Copyright © 2021 Daniel Oaks <email@example.com>
Copyright © 2021 Shivaram Lingamneni <firstname.lastname@example.org>
Unlimited redistribution and modification of this document is allowed provided that the above copyright notice and this permission notice remains intact.
IRC predates the Unicode standard. Consequently, although UTF-8 has been widely adopted on IRC, clients cannot assume that all IRC data is UTF-8. This specification defines a way for servers to advertise that they only allow UTF-8 on their network, letting clients change their processing of outgoing and incoming messages accordingly.
UTF8ONLYISUPPORT token 🔗
This specification introduces a new token
UTF8ONLY that servers can include in their ISUPPORT (
005) output. Servers publishing this token MUST NOT relay content (such as
NOTICE message data, channel topics, or realnames) containing non-UTF-8 data to clients. Clients implementing this specification MUST NOT send non-UTF-8 data to the server once they have seen this token. Server handling of such messages is implementation-defined; for example, they MAY send the
INVALID_UTF8 code described below, disconnect the client with an
ERROR message, or respond in some other way.
If a client implementing this specification sees this token, they MUST set their outgoing encoding to UTF-8 without requiring any user intervention. This allows clients to work transparently on networks that only allow UTF-8 traffic.
INVALID_UTF8standard replies code 🔗
This is a code that can be used with the standard replies specification. When sent with the
FAIL command, it indicates that the client’s message was rejected because it contained invalid UTF-8 data. When sent with the
WARN command, it indicates that the message was modified but still accepted.
Client: PRIVMSG #ircv3 :<non-utf-8 message> Server: FAIL PRIVMSG INVALID_UTF8 :Message rejected, your IRC software MUST use UTF-8 encoding on this network
Client: USER u s e :<non-utf8 realname> Server: FAIL USER INVALID_UTF8 :Message rejected, your IRC software MUST use UTF-8 encoding on this network
Client: PRIVMSG #ircv3 :<non-utf-8 message> Server: ERROR :Your IRC software MUST use UTF-8 encoding on this network ... server disconnects the client ...
Client: PRIVMSG #ircv3 :<non-utf-8 message> Server: WARN PRIVMSG INVALID_UTF8 :Your message was not correctly encoded as UTF-8 and had to be modified
This section is non-normative.
Implementations must ensure that if they truncate messages to meet a length limit, they do not do so in the middle of a UTF-8-encoded codepoint.
Software supporting UTF8ONLY: Oragono

------

== Instructions for the task ==
Reproduce everything in the UTF8ONLY specification from "Client: PRIVMSG #ircv3 :<non-utf-8 message> Server: FAIL" down to "a UTF-8-encoded codepoint.".

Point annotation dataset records

------

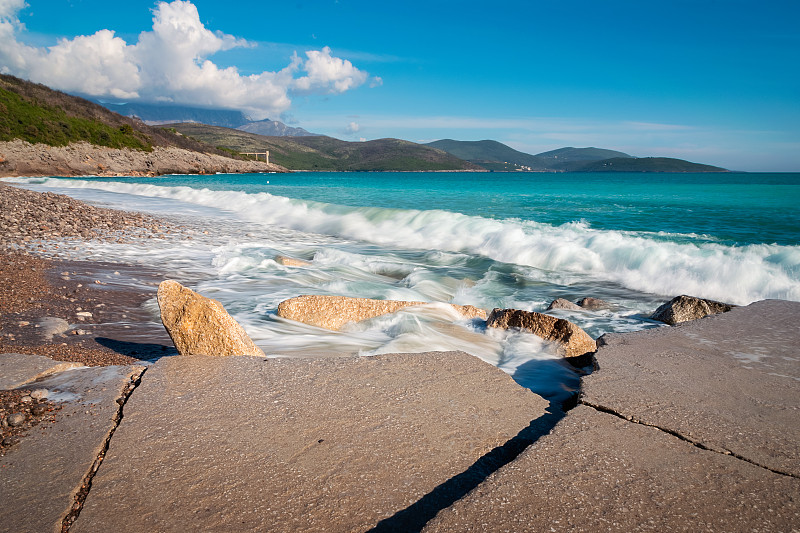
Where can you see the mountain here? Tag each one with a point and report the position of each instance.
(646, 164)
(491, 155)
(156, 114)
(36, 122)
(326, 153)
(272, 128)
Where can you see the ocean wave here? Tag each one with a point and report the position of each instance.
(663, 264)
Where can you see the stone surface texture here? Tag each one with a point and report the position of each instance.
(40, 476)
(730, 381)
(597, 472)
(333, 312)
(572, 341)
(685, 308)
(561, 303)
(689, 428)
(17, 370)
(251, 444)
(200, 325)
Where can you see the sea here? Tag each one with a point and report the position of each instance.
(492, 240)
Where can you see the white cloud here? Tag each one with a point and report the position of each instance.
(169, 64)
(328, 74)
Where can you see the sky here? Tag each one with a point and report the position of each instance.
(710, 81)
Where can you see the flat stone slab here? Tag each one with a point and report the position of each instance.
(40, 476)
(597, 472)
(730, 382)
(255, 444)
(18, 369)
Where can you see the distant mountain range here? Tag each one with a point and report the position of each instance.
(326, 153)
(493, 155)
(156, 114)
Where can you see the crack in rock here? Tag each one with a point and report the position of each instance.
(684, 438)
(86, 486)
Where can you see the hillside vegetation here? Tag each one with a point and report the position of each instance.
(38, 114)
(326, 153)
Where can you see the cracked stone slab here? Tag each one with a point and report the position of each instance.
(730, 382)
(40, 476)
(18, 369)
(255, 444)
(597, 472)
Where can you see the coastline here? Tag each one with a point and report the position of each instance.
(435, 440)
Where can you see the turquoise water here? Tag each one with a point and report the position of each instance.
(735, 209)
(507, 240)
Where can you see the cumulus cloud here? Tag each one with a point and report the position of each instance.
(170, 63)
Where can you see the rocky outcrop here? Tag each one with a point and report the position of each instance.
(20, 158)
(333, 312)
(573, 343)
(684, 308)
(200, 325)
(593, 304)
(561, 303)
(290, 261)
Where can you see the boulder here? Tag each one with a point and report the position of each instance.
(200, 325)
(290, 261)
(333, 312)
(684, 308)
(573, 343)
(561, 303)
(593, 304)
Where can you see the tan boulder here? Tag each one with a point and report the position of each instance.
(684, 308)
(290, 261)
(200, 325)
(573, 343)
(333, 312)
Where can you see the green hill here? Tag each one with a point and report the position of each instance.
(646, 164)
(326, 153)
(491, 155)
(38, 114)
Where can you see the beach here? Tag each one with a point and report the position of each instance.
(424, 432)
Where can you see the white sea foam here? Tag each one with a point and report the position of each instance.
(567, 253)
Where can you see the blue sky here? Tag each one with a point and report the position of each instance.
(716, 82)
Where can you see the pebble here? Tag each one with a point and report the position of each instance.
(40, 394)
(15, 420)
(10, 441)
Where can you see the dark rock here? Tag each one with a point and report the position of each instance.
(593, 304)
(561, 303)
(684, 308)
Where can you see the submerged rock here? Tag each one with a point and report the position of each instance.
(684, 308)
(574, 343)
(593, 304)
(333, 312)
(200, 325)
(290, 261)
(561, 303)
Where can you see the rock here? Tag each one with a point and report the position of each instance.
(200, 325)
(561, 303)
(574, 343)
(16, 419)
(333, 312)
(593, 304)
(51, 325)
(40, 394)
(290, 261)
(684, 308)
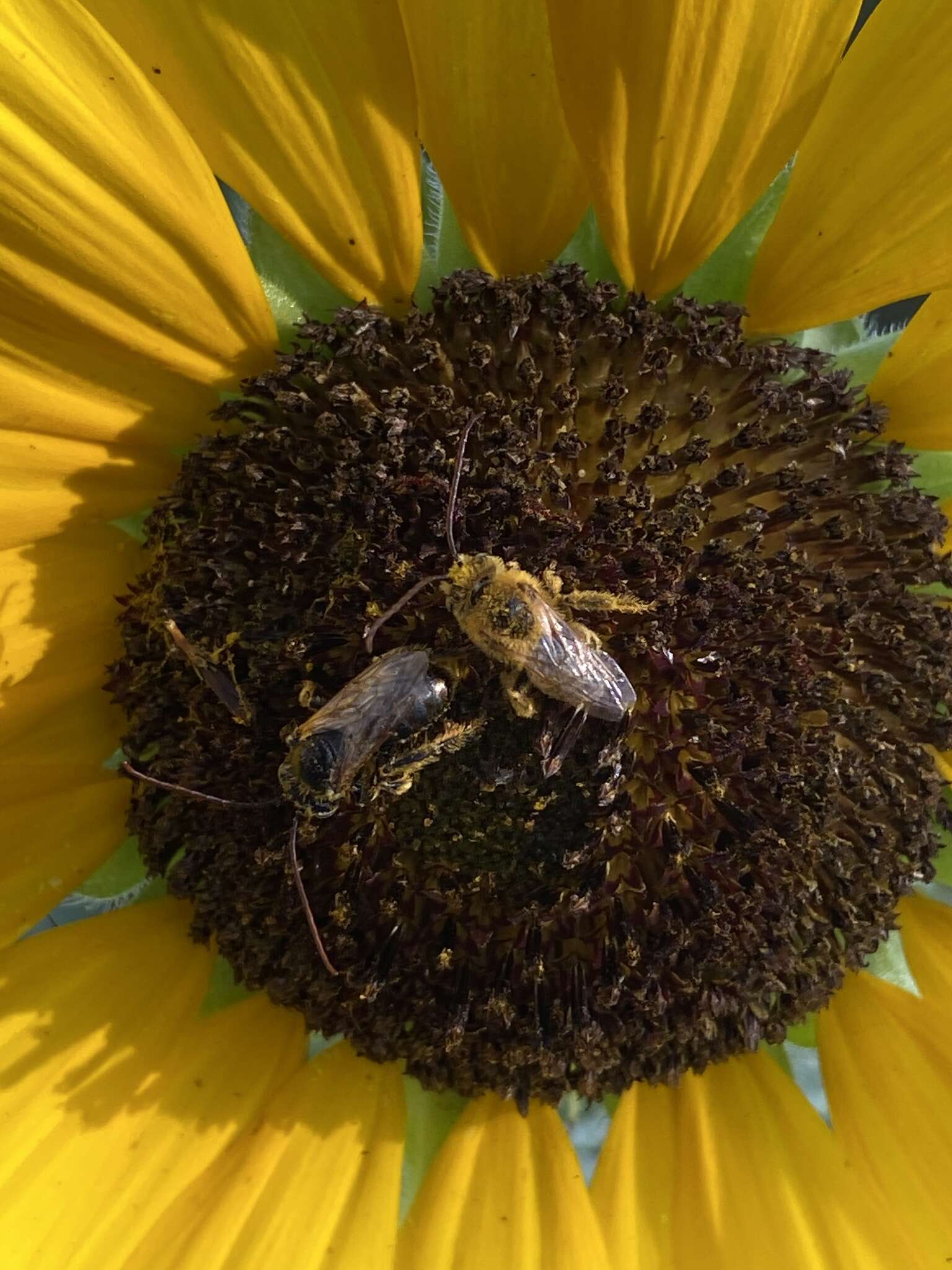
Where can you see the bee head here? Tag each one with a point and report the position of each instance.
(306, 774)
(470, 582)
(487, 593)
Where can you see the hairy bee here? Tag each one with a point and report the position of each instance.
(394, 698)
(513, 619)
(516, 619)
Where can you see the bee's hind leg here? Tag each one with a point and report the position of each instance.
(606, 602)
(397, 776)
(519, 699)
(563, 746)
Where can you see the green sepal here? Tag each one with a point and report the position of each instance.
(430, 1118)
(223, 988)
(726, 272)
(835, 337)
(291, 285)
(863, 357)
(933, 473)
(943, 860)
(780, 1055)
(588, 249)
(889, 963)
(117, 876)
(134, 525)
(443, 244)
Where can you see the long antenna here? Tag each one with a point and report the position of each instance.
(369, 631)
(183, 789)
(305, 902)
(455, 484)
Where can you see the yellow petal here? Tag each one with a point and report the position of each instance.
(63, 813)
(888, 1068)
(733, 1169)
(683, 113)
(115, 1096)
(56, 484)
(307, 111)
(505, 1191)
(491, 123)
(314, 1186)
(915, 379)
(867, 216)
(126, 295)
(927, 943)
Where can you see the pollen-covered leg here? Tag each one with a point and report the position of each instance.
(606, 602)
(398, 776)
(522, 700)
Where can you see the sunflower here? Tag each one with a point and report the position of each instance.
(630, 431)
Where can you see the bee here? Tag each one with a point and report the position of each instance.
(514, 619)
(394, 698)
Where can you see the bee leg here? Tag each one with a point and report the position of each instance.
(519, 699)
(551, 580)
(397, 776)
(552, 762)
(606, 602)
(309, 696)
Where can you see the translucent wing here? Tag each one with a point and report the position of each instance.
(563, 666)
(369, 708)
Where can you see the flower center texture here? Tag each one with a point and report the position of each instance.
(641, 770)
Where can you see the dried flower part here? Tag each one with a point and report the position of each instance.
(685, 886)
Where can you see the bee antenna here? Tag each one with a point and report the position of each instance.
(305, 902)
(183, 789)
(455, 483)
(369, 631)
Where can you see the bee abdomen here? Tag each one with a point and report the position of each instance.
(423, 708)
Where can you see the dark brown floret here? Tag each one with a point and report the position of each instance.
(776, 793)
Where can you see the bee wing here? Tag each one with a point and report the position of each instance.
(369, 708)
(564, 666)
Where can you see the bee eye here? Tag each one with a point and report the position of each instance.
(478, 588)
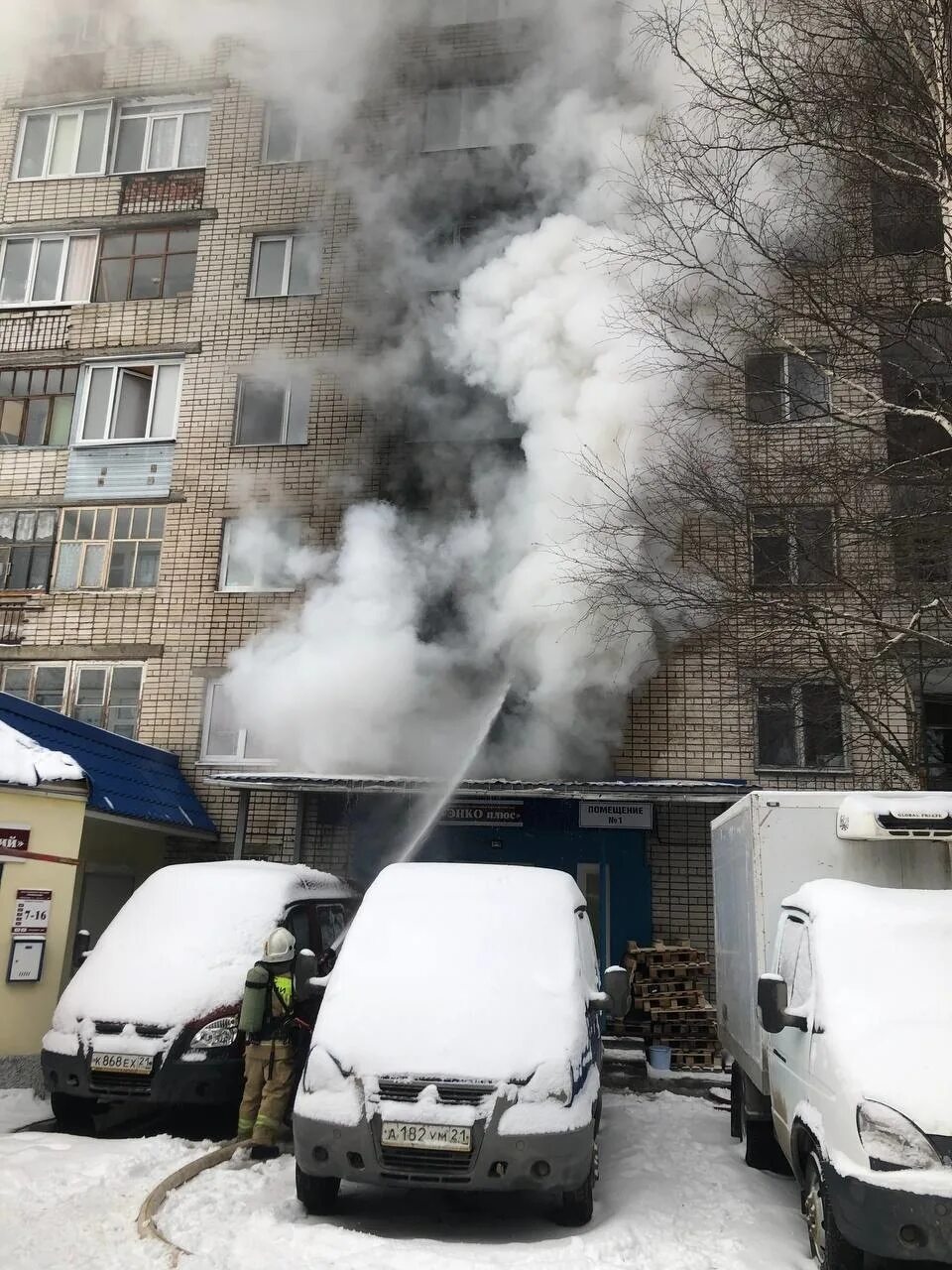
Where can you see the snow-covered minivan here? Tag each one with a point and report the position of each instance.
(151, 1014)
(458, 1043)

------

== Reply to the exercise ==
Client: PRIVMSG #ircv3 :<non-utf-8 message> Server: FAIL PRIVMSG INVALID_UTF8 :Message rejected, your IRC software MUST use UTF-8 encoding on this network
Client: USER u s e :<non-utf8 realname> Server: FAIL USER INVALID_UTF8 :Message rejected, your IRC software MUST use UTF-8 encoding on this network
Client: PRIVMSG #ircv3 :<non-utf-8 message> Server: ERROR :Your IRC software MUST use UTF-8 encoding on this network ... server disconnects the client ...
Client: PRIVMSG #ircv3 :<non-utf-8 message> Server: WARN PRIVMSG INVALID_UTF8 :Your message was not correctly encoded as UTF-8 and had to be modified
This section is non-normative.
Implementations must ensure that if they truncate messages to meet a length limit, they do not do so in the middle of a UTF-8-encoded codepoint.